• **Ziel**
Schreiben Sie bitte aus dem Text über Internet-Telefonie den Abschnitt wortgetreu ab, der bei den Worten „PC-Telefonie weist noch“ beginnt. Hören Sie nach „Bonner Konzerns ein.“ auf.

Ferngespräche zum Ortstarif

PC-Telefonie weist noch Qualitätsmängel auf

28.06.1996

Ausgerechnet das Netz der Netze, das den TK-Riesen aufgrund der rapide wachsenden Nutzerzahl bei den Online-Diensten eigentlich als Goldgrube dienen sollte, könnte durch die steigende Popularität der Internet-Telefonie bald ein großes Loch ins Portemonnaie manch einer Telefongesellschaft reißen: "Es ist unfair, daß wir die Kosten für den Service tragen müssen und sich die Internet-Nutzer nicht einen Cent darum scheren", schimpft Charles Helein, Rechtsberater der US-Carrier-Vereinigung Americas Carriers Telecommunication Association (ACTA), über drohende Gewinneinbußen durch Online-Plauderer. Auch bei der Deutschen Telekom betrachtet man das Internet mit Argusaugen: "Wir beobachten die ganze Entwicklung sehr aufmerksam", räumt Stephan Althoff, Sprecher des Bonner Konzerns ein.

Kein Wunder: In den USA verdienen TK-Gesellschaften pro Ferngespräch rund 22 Cent pro Minute. Im Gegensatz dazu kostet US- Anwender der Internet-Call mit dem Verwandten in Übersee gerade mal 3,3 Cent pro Minute. Noch gravierender ist der Unterschied in Deutschland: Während eine Stunde Internet-Plaudern mit Freunden in den USA zum Tagestarif knapp 4,80 Mark verschlingt, müssen "normale" Anrufer für die gleiche Zeit 86,40 Mark berappen.

Die Angst der TK-Riesen, daß ihnen Plauderer im Internet das angestammte Geschäft mit Ferngesprächen vermiesen könnten, ist verständlich: Im Prinzip lassen sich mit relativ einfachen Mitteln neben der Daten- und Faxübertragung auch Ferngespräche rund um den Globus schicken - und das in der Regel zum Ortstarif. Der normale PC muß lediglich zusätzlich mit Soundkarte, Mikrofon, Lautsprecher sowie einer speziellen Internet-Telefoniesoftware (siehe Kasten) ausgerüstet werden. Der Kunde bezahlt dabei nur die anfallenden Telefongebühren zum nächsten Internet-Service-Provider sowie die Grundgebühr. Auch DV-Giganten wie Microsoft, Intel oder IBM tüfteln neben etwa 100 anderen Anbietern bereits an Standards für die Internet-Telefonie.

"Wir glauben, daß sich die Internet-Telefonie vor allem bei internationalen Gesprächen aufgrund der sehr hohen Telefongebühren in Europa und Japan durchsetzen kann", begründet Gary Schultz, Analyst der Multimedia Research Group aus Sunnyvale, Kalifornien, weshalb die halbe US-Telekommunikationsbranche auf heißen Kohlen sitzt. Um einem Massenerfolg des Telefonierens auf Basis des IP- Netzes bereits frühzeitig einen Riegel vorzuschieben, suchen erste US-Carrier denn auch nach Lösungen, um PC-Telefonierern das Handwerk zu legen.

• **Vorliegendes Material**
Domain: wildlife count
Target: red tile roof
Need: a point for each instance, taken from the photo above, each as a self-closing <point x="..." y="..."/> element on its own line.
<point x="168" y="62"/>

• **Antwort**
PC-Telefonie weist noch Qualitätsmängel auf

28.06.1996

Ausgerechnet das Netz der Netze, das den TK-Riesen aufgrund der rapide wachsenden Nutzerzahl bei den Online-Diensten eigentlich als Goldgrube dienen sollte, könnte durch die steigende Popularität der Internet-Telefonie bald ein großes Loch ins Portemonnaie manch einer Telefongesellschaft reißen: "Es ist unfair, daß wir die Kosten für den Service tragen müssen und sich die Internet-Nutzer nicht einen Cent darum scheren", schimpft Charles Helein, Rechtsberater der US-Carrier-Vereinigung Americas Carriers Telecommunication Association (ACTA), über drohende Gewinneinbußen durch Online-Plauderer. Auch bei der Deutschen Telekom betrachtet man das Internet mit Argusaugen: "Wir beobachten die ganze Entwicklung sehr aufmerksam", räumt Stephan Althoff, Sprecher des Bonner Konzerns ein.